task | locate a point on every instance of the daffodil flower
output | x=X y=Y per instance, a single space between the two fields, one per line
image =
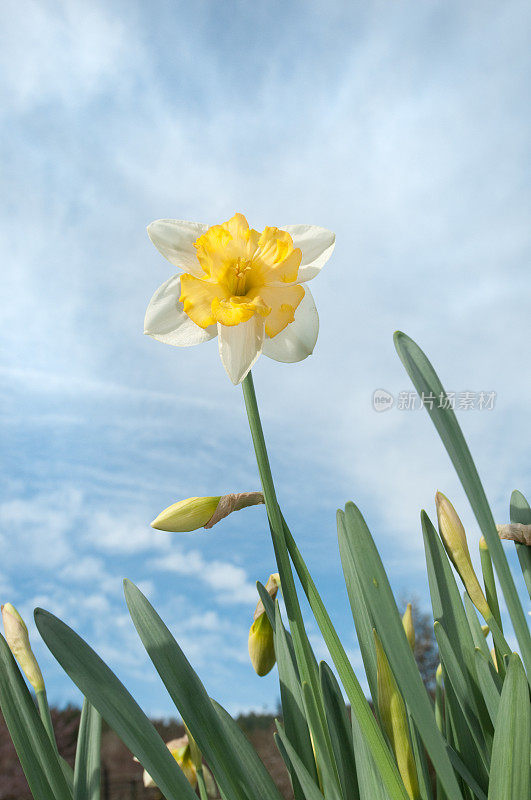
x=245 y=287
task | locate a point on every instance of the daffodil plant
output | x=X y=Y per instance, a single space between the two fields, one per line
x=471 y=740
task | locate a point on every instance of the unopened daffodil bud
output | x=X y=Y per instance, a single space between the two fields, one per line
x=454 y=539
x=182 y=749
x=261 y=640
x=394 y=720
x=407 y=622
x=17 y=638
x=203 y=512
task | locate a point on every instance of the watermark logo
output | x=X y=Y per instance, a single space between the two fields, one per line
x=382 y=400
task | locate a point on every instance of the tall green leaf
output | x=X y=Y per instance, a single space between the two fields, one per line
x=379 y=598
x=509 y=773
x=362 y=620
x=383 y=760
x=427 y=382
x=109 y=696
x=34 y=749
x=214 y=737
x=293 y=711
x=290 y=756
x=340 y=733
x=87 y=768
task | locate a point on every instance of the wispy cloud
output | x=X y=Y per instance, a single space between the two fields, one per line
x=403 y=128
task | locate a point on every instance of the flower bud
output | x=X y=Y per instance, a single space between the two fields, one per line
x=261 y=640
x=407 y=622
x=516 y=532
x=454 y=539
x=186 y=515
x=188 y=757
x=18 y=640
x=203 y=512
x=394 y=721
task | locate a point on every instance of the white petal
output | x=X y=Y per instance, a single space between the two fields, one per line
x=175 y=238
x=317 y=245
x=166 y=321
x=239 y=346
x=297 y=340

● ● ● ● ● ● ●

• _WHAT THIS TASK INVOLVES_:
The response should be the full material, repeated exactly, with images removed.

• _SOLUTION BELOW_:
task | locate a point on every instance of the daffodil flower
output | x=X y=Y per instance, a single space between the two fields, one per line
image =
x=245 y=287
task | locate a point on every instance of the daffodil plant
output | x=X y=Y per instance, a single space between the two fields, one per line
x=471 y=740
task | locate a point on every instance of the unopened daffodil bud
output | x=X y=Y per instance, a single space between the two fields, one per line
x=454 y=539
x=182 y=749
x=261 y=640
x=394 y=720
x=407 y=622
x=17 y=638
x=203 y=512
task | locate a point on every instance of the watermark logo
output | x=X y=Y per instance, a single space between the two fields, one per line
x=382 y=400
task | locate a point on every instance of the tall green leaf
output | x=X y=Y per instance, a single space between the two fields, one per line
x=379 y=598
x=509 y=773
x=362 y=620
x=383 y=760
x=427 y=382
x=109 y=696
x=34 y=749
x=214 y=737
x=293 y=711
x=290 y=756
x=340 y=733
x=87 y=768
task | locate a point on every instance of the wispy cloud
output | x=X y=Y per instance, a single space between the two fields, one per line
x=403 y=128
task | locate a point on every instance of the flower bud
output | x=X y=Y per instance, a single space between the two fields, one per line
x=261 y=640
x=407 y=622
x=516 y=532
x=454 y=539
x=186 y=515
x=188 y=757
x=18 y=640
x=203 y=512
x=394 y=721
task | locate a point on every instance of the white petal
output | x=X y=Y per instance, a single space between the two fields, one per line
x=175 y=238
x=317 y=245
x=166 y=321
x=239 y=346
x=297 y=340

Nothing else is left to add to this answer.